TASK REQUIREMENTS:
A word-for-word copy of the line containing "Practice. Put a dot on the crowd" and every following line to the end of the data below is all the answer should hold.

DATA TO PROCESS:
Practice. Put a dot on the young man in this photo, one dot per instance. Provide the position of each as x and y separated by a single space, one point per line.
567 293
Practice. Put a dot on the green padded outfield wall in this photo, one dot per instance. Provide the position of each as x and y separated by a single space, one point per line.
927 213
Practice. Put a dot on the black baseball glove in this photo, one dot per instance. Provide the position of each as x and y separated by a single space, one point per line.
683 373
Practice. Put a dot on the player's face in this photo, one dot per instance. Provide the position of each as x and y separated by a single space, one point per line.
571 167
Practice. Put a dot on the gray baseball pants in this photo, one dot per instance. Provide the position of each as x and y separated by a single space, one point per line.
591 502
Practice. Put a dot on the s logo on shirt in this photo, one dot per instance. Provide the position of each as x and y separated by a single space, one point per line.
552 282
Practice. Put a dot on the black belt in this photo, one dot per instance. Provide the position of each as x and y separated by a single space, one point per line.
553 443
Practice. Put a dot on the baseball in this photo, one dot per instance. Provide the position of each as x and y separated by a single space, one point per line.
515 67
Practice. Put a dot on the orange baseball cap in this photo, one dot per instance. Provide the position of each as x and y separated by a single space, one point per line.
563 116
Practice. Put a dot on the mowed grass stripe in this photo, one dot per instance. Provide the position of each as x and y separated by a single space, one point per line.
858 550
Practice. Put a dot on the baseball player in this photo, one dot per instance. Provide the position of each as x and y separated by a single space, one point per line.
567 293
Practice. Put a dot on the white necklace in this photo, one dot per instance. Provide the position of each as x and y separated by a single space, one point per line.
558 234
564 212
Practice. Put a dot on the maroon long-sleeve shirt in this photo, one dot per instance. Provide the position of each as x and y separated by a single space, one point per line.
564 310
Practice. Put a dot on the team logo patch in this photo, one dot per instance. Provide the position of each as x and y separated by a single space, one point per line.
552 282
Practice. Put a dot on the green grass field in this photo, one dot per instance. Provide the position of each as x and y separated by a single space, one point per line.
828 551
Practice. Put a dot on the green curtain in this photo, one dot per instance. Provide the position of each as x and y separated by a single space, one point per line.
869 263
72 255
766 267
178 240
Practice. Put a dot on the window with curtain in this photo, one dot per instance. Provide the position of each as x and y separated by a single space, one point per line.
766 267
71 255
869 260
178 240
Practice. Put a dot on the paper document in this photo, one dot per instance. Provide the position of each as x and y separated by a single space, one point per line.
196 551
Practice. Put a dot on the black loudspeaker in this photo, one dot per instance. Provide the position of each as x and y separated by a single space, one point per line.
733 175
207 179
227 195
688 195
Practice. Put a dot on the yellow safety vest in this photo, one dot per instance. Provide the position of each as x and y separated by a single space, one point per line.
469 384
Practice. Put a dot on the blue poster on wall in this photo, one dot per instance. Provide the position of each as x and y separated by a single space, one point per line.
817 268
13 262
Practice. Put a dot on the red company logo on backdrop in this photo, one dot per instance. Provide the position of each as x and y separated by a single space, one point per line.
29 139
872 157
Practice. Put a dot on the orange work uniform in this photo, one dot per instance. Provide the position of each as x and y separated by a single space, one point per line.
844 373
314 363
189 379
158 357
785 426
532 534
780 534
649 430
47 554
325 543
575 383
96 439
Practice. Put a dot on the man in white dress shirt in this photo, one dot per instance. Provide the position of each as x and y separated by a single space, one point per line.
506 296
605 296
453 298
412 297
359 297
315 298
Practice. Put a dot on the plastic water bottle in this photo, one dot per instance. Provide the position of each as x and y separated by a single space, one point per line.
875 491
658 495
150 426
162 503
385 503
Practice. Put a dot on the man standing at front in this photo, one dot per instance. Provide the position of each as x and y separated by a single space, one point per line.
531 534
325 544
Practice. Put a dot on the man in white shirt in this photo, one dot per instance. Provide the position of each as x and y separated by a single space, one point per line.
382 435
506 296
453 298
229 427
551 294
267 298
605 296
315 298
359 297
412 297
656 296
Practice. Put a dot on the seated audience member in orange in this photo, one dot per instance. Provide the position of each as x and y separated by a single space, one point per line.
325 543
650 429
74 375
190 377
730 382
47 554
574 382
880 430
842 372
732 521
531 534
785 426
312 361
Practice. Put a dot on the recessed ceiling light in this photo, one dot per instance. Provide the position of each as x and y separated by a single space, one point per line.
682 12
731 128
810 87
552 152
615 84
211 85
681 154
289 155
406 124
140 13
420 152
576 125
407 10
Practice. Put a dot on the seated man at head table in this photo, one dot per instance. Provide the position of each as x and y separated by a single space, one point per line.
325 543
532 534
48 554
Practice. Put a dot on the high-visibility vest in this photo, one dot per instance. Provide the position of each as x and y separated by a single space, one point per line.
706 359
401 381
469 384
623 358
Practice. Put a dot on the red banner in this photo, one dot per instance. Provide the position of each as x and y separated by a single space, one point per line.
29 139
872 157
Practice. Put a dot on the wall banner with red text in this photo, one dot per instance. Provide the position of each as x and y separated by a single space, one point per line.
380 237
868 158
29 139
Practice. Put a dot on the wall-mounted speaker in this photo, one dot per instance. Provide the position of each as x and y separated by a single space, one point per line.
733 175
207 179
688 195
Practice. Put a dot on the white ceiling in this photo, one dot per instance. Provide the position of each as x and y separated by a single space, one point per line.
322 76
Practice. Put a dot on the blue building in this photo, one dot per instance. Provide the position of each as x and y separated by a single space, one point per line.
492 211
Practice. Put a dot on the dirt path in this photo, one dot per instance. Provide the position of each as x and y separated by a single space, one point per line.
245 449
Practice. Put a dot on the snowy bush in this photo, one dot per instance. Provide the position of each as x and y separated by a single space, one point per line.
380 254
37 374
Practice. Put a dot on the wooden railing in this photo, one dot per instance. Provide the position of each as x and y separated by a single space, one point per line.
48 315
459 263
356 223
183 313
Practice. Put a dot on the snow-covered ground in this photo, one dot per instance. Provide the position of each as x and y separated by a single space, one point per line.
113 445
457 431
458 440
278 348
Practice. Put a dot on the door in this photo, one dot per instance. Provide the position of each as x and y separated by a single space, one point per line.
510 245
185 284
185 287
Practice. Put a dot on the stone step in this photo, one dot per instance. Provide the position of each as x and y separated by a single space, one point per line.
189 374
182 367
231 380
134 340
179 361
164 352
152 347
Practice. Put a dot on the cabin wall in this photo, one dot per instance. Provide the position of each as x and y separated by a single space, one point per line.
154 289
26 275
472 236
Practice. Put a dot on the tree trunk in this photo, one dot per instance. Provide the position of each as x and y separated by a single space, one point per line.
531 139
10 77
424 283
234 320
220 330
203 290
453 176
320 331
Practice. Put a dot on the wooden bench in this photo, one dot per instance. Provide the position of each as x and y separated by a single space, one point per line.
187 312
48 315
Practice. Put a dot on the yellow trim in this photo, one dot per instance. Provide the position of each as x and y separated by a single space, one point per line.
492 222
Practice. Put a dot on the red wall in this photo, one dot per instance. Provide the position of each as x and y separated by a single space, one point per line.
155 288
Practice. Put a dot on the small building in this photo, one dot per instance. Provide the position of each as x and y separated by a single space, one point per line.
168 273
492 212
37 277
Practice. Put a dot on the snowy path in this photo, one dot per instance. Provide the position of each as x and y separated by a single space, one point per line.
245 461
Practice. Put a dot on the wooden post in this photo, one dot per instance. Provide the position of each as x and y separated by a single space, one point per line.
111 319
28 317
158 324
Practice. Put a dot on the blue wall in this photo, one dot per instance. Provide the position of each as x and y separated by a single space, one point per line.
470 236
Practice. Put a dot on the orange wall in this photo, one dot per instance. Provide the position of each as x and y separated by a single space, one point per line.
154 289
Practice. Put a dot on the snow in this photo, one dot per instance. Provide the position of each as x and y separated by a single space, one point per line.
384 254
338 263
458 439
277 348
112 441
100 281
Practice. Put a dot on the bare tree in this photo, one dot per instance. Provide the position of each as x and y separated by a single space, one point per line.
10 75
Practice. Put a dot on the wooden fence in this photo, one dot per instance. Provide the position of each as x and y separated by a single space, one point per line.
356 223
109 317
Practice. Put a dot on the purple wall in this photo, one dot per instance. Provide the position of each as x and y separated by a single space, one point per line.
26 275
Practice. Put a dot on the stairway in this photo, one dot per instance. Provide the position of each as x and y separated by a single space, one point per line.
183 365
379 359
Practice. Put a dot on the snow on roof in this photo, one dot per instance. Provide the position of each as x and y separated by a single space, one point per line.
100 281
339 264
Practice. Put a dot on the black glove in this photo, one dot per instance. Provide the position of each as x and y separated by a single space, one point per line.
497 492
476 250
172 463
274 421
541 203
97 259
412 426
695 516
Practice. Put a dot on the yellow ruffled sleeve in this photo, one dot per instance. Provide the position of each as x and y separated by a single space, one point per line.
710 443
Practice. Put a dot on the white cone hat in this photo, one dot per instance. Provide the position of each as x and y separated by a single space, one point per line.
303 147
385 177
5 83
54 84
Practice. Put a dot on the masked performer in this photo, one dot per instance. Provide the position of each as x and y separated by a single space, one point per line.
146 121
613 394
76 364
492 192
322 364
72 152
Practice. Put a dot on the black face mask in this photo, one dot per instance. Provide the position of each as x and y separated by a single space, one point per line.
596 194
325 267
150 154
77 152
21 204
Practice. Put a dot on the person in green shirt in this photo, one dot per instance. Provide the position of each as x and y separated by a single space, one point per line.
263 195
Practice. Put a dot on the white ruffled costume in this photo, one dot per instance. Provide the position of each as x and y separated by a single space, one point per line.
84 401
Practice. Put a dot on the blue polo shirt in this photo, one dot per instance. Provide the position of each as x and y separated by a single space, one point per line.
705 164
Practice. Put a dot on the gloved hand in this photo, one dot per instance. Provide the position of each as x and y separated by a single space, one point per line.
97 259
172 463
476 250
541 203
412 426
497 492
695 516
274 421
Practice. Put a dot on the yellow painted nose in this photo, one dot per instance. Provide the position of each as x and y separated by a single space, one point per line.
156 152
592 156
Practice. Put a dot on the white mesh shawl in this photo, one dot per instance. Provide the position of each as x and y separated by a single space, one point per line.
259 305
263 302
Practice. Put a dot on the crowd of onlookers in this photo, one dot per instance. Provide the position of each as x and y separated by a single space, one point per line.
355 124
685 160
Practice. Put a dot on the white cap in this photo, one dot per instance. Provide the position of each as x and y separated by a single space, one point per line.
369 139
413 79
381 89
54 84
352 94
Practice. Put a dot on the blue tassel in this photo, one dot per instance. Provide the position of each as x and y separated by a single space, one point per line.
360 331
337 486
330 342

REPLY TO THE EXERCISE:
Practice. Put a dot on the crowd of onlookers in this photo, one dot per instance. Provide the position of each as x and y separated by a single space, one point per line.
355 124
685 160
Practice. Put a dot on the white cap in this photo, one dot per instance. Provide the position of each as x and y separated by a single space, one point per line.
369 139
413 79
381 89
54 84
352 94
Practice. Put a dot on the blue tassel in this photo, one dot per instance. Provide the position of each as x and y separated by a single space, one point per line.
360 331
337 486
330 342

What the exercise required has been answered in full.